Churchill’s plaintive and rather sad memories of his father’s coolness and disapproval of him at times while he was growing up are obvious in his autobiography, My Early Life. Of his father’s death at the age of only 46 in 1895 he wrote: “All my dreams of comradeship with him, of entering Parliament at his side and in his support, were ended. There remained for me only to pursue his aims and vindicate his memory.”
Churchill did so. Concluding his maiden speech in Parliament, on 18 February 1901, he said: “I cannot sit down without saying how very grateful I am for the kindness and patience with which the House has heard me, and which have been extended to me, I well know, not on my own account, but because of a certain splendid memory which many Hon. Members still preserve.” (Winston S. Churchill, Document Volume 3, 1-8)
His second speech in the House, on 12 May 1901, took up his father’s old cause of economy in the budget, and again he alluded to Lord Randolph, saying: “Wise words, Sir, stand the test of time, and I am very glad the House has allowed me, after an interval of fifteen years, to lift again the tattered flag I found lying on a stricken field.” (Winston S. Churchill, vol. 2, Young Statesman 1901-1914, 19)
Nearly a quarter century later, when the new prime minister, Stanley Baldwin, offered him his father’s old office at the Exchequer, Churchill was at first dumfounded, then overjoyed. Martin Gilbert quotes his recollection in Winston S. Churchill, vol. 5, The Prophet of Truth 1922-1939, 59:
“I was shown into the Prime Minister’s office. After a few commonplaces I asked him whether he minded the smoke of a cigar. He said ‘No,’ and pulled out his famous pipe. Then he said, ‘Are you willing to help us?’ I replied guardedly, ‘Yes, if you really want me.’ I had no intention of joining the Government except in some great position, and I had no idea—nor had anyone else—what was in his mind. So when he said, ‘Will you be Chancellor of the Exchequer?’ I was astonished. I had never dreamed my credit with him stood so high….I should have liked to have answered, ‘Will the bloody duck swim?’ but as it was a formal and important conversation I replied, ‘This fulfils my ambition. I still have my father’s robe as Chancellor. I shall be proud to serve you in this splendid Office.’”
(Incidentally, as Paul Addison points out in his Churchill: The Unexpected Hero, as usual Stanley Baldwin wasn’t making this offer entirely out of kindness and altruism: His aim was to detach Churchill from Lloyd George, a political alliance that had existed for over a decade.)

> [What you need to do]:
a – Copy the records below word for word, every one of them from first to last.
b – Pick up the passage on Churchill and his father's memory after its last sentence and keep writing it.

> [Dataset extract]:
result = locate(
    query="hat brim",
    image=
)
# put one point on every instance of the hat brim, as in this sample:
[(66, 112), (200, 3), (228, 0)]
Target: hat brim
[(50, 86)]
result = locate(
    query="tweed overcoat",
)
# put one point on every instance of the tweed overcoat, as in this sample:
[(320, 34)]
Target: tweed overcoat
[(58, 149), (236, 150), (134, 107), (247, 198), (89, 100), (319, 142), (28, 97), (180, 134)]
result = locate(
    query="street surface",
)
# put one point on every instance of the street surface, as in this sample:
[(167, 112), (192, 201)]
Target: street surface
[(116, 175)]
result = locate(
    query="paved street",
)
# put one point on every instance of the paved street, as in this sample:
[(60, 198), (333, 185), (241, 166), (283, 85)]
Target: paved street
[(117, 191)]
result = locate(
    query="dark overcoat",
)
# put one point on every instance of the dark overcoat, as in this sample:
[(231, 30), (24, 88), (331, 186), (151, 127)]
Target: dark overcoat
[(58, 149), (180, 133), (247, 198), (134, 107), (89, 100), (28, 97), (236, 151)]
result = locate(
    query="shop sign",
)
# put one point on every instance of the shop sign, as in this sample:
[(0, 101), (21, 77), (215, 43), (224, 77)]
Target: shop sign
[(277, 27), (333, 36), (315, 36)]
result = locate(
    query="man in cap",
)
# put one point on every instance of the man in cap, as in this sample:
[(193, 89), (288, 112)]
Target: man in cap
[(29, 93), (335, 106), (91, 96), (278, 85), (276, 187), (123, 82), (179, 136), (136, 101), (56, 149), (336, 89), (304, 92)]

> [Answers per task]:
a –
result = locate(
    query="hat brim",
    image=
)
# put one point on every instance of the hat brim, as in this sample:
[(66, 112), (200, 3), (228, 0)]
Target: hat brim
[(50, 86)]
result = locate(
    query="tweed overcoat",
)
# put one point on every instance of the tweed overcoat, as in this sample:
[(320, 34)]
Target: tweed overcoat
[(58, 149), (236, 150), (134, 107), (247, 198), (89, 100), (319, 142), (28, 97), (180, 134)]
result = locate(
    query="street surface",
)
# put one point on every instance of the street surface, as in this sample:
[(167, 112), (192, 201)]
Target: street surface
[(116, 175)]
result = locate(
    query="paved street",
)
# put one point on every instance of the paved street, as in this sample:
[(60, 198), (333, 185), (241, 166), (283, 85)]
Target: paved street
[(117, 191)]
result = locate(
    query="dark overcoat",
)
# put one point on every instance of the dark overcoat, as in this sample:
[(231, 30), (24, 88), (331, 186), (151, 127)]
Target: dark overcoat
[(58, 149), (180, 133), (247, 198), (134, 107), (89, 100), (28, 97), (236, 151)]
result = locate(
    query="shop sign",
)
# put one point on every instance of the shop sign, as in this sample:
[(0, 101), (21, 77), (215, 43), (224, 77)]
Target: shop sign
[(277, 27), (333, 36), (315, 36)]
result = locate(
    query="man in cap",
)
# put one point on every instance of the man in cap, as in this sample:
[(193, 89), (288, 112)]
Target: man in cap
[(29, 93), (335, 106), (91, 96), (278, 85), (276, 187), (123, 82), (179, 136), (136, 101), (56, 149), (336, 89), (304, 92)]

b –
Lord Randolph Churchill
These political occasions speak to Churchill’s admiration, but the real place to look for countless tributes to his father is his 1906 biography, Lord Randolph Churchill. Of the offices Randolph briefly held in August-December 1886, his son suggests that his chief pride was in his father’s role as Leader of the House of Commons. That, of course, was where Lord Randolph shone and won his public fame—in the cut and thrust of Parliamentary politics. In his chapter entitled “Resignation” (II, 240-41 in the first edition) Churchill explains the basic difference between Lord Randolph and Lord Salisbury—certainly as fine a testimonial (underlined) as one could wish for:
The differences between the Chancellor of the Exchequer and his colleagues were matters of detail and might easily have been compacted. The difference between the Leader of the House of Commons and the Prime Minister was fundamental. It must be plain to the reader who has persevered so far. It glows through the correspondence included in this chapter. It was a difference of belief, of character, of aspiration—and by nothing could it ever have been adjusted. There were many considerations and influences which worked powerfully for their agreement. In the Union they found a common cause; in Mr. Gladstone they faced a common antagonist. Lord Randolph’s fiercest invective did not jar upon the ‘master of flouts and jeers.’ Neither could be insensible to the personal fascination of the other. Both rejoiced in a wide and illuminating survey of public affairs; both dwelt much upon the future; both preserved a cynical disdain of small men seeking paltry ends. But the gulf which separated the fiery leader of Tory Democracy—with his bold plans of reform and dreams of change, with his record of storm and triumph and slender expectations of a long life—from the old-fashioned Conservative statesman, the head of a High Church and High Tory family, versed in diplomacy, representative of authority, wary, austere, content to govern—was a gulf no mutual needs, no common interests, no personal likings could permanently bridge. They represented conflicting schools of political philosophy. They stood for ideas mutually incompatible. Sooner or later the breach must have come; and no doubt the strong realisation of this underlay the action of the one and the acquiescence of the other.
Lord Randolph Churchill has been overshadowed by Churchill’s other historical works. Leo Strauss considered Marlborough: His Life and Times “the greatest historical work written in our century, an inexhaustible mine of political wisdom and understanding.” Many students of his work hold Churchill’s filial biography in considerable if not comparable esteem.
John G. Plumpton, “The Writing of Lord Randolph Churchill”
Churchill Project, “Leo Strauss on Churchill”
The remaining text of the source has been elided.